» **Supplied records**
[start]

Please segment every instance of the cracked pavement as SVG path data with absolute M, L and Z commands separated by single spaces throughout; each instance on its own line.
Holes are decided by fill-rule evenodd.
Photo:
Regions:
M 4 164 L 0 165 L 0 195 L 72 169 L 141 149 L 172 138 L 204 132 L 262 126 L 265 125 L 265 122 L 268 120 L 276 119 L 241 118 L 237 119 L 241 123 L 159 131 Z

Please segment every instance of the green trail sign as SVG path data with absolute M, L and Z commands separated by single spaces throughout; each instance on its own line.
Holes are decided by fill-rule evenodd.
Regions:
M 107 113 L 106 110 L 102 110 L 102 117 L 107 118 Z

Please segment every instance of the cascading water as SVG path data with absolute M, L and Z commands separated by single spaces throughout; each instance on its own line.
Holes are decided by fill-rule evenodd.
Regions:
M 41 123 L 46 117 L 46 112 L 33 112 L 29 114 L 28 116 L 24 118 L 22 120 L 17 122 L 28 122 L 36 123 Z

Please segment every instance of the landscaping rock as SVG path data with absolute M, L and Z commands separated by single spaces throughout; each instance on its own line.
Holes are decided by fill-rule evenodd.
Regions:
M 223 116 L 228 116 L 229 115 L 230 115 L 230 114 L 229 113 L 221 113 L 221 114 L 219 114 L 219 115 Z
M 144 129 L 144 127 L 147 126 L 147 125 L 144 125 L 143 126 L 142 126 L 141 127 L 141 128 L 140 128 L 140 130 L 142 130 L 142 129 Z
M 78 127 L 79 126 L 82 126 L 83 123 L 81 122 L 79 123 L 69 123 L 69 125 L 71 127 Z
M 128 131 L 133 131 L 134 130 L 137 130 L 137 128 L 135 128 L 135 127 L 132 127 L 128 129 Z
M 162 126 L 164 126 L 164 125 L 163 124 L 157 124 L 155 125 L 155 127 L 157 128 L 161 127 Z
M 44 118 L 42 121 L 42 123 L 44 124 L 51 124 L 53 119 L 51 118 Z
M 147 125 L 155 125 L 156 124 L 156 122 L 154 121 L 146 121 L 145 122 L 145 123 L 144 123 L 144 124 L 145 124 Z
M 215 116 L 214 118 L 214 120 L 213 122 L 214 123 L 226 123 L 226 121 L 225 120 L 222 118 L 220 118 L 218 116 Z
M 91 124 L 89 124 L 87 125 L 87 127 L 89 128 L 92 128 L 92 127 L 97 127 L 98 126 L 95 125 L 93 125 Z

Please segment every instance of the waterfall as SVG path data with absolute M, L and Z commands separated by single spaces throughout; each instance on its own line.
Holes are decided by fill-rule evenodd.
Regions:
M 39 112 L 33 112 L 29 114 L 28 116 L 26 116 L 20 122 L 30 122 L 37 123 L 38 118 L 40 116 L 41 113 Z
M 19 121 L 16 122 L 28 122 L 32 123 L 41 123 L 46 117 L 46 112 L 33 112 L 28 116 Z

[end]
[start]

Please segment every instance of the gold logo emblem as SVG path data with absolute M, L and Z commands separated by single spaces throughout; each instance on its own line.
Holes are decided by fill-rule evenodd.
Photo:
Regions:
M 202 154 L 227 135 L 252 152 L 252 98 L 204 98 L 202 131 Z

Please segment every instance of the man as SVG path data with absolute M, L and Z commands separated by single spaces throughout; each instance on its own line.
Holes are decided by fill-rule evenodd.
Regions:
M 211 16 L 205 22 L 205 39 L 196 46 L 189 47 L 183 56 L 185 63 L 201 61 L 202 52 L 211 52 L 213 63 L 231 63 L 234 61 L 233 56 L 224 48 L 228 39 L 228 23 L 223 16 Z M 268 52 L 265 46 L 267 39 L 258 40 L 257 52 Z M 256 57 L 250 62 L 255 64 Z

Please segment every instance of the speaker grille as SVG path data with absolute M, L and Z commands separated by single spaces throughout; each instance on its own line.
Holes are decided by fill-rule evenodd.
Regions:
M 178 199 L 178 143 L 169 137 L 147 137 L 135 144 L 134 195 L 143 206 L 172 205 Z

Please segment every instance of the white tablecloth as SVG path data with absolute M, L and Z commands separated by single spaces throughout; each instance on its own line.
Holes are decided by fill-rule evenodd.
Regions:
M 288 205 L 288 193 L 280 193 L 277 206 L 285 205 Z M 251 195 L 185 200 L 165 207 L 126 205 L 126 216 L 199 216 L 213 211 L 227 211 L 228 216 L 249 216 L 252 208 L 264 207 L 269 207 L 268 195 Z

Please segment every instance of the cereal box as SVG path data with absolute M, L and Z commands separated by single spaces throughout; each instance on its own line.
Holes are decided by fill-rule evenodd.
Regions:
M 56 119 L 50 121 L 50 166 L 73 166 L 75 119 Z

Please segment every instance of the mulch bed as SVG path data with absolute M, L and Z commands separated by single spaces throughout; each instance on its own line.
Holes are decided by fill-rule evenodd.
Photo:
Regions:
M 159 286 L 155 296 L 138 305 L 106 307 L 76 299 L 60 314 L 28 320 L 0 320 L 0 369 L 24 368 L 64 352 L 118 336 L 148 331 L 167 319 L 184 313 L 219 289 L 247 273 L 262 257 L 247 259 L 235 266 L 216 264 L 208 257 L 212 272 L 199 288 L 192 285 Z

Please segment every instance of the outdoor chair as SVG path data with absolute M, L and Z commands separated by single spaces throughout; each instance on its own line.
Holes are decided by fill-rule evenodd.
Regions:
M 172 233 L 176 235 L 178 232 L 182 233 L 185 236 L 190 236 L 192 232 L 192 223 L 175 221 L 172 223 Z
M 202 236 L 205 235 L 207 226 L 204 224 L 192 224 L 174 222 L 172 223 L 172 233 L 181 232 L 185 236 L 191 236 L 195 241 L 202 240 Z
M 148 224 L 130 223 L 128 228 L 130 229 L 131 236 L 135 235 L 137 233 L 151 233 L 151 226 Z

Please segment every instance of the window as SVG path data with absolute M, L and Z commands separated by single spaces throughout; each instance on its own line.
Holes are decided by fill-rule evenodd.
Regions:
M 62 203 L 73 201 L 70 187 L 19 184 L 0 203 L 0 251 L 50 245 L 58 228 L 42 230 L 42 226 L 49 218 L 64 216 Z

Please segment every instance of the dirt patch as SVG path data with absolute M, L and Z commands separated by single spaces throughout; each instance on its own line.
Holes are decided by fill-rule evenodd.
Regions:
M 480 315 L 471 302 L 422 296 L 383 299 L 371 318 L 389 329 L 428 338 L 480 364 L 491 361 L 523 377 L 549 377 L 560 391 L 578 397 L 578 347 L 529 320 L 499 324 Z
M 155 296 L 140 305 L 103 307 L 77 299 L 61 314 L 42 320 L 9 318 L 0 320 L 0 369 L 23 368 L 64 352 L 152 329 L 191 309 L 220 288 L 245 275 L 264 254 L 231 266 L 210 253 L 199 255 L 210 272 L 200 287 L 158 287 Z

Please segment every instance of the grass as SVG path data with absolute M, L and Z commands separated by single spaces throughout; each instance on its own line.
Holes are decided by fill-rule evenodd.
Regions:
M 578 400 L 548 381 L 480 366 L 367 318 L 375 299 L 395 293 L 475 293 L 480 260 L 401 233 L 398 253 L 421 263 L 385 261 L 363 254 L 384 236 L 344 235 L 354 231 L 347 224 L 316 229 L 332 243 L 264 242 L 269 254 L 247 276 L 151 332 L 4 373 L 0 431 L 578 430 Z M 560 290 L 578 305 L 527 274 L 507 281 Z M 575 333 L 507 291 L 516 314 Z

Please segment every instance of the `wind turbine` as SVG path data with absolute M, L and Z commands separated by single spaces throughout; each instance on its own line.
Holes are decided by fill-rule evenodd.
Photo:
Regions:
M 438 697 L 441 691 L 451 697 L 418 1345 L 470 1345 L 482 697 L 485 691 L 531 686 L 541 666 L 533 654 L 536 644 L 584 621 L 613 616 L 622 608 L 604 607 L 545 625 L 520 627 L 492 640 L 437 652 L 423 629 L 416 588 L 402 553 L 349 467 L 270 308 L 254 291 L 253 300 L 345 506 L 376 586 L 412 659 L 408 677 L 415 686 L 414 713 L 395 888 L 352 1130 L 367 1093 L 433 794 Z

[end]

» **The exercise**
Recast the lines of the records, from the line containing "Please segment every instance of the outdoor" up to and including the line containing "M 172 233 L", as a JSON list of strings with one string per line. Leave out any blank lines.

» **Complete answer**
[
  "Please segment every instance of the outdoor chair as SVG path data with absolute M, L and Z commands separated by single spaces throughout; each instance on its own line.",
  "Holes are decided by fill-rule evenodd.",
  "Regions:",
  "M 172 233 L 176 235 L 178 232 L 182 233 L 185 236 L 190 236 L 192 232 L 192 223 L 175 221 L 172 223 Z"
]